### WORK INSTRUCTIONS
What questions does the text on Gateway 25 ask? List every one.

### TEXT
· · · ·
A change to the English civil procedure rules on service out of the jurisdiction promises to have a significant impact on fraud cases, and in particular crypto fraud cases, where third parties holding key information are located overseas.
Remind me, what is an information order?
Often sought against a third-party innocent of any wrongdoing, information orders seek to obtain information as to the identity of a wrongdoer or information to enable asset tracing. In English law, examples of information orders against non-parties are Norwich Pharmacal Orders  and Bankers Trust orders .
And 'Gateway 25' would be?
Gateway 25 is a new jurisdictional gateway under Practice Direction 6B of the English Civil Procedure Rules which was introduced on 1 October 2022. Jurisdictional gateways set out the particular circumstances in which a claimant can apply for permission to serve proceedings out of the jurisdiction. This new gateway provides specifically for claims and applications for disclosure from non-parties where the information being sought relates to the true identity of a defendant (or potential defendant) or to establishing what has become of the property of the claimant or applicant.
What will the change mean?
It means that, for the first time, information orders against third parties can, subject to the court granting permission, be served against overseas entities worldwide. Previously, existing English legal authority meant it was not possible to seek permission to serve Norwich Pharmacal Orders out of the jurisdiction under any of the jurisdictional gateways. The position was also difficult in the case Bankers Trust Orders. The new gateway, aimed specifically at information orders, therefore opens up new possibilities for identifying perpetrators of fraud and tracing assets obtained by fraudulent means.
What has this got to do with crypto-fraud?
· · · ·
### INFORMATION GIVEN
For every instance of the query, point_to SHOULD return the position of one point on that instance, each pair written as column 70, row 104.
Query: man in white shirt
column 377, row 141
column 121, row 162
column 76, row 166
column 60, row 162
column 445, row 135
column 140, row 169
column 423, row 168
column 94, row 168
· · · ·
### SOLUTION TO THIS PROBLEM
- Remind me, what is an information order?
- And 'Gateway 25' would be?
- What will the change mean?
- What has this got to do with crypto-fraud?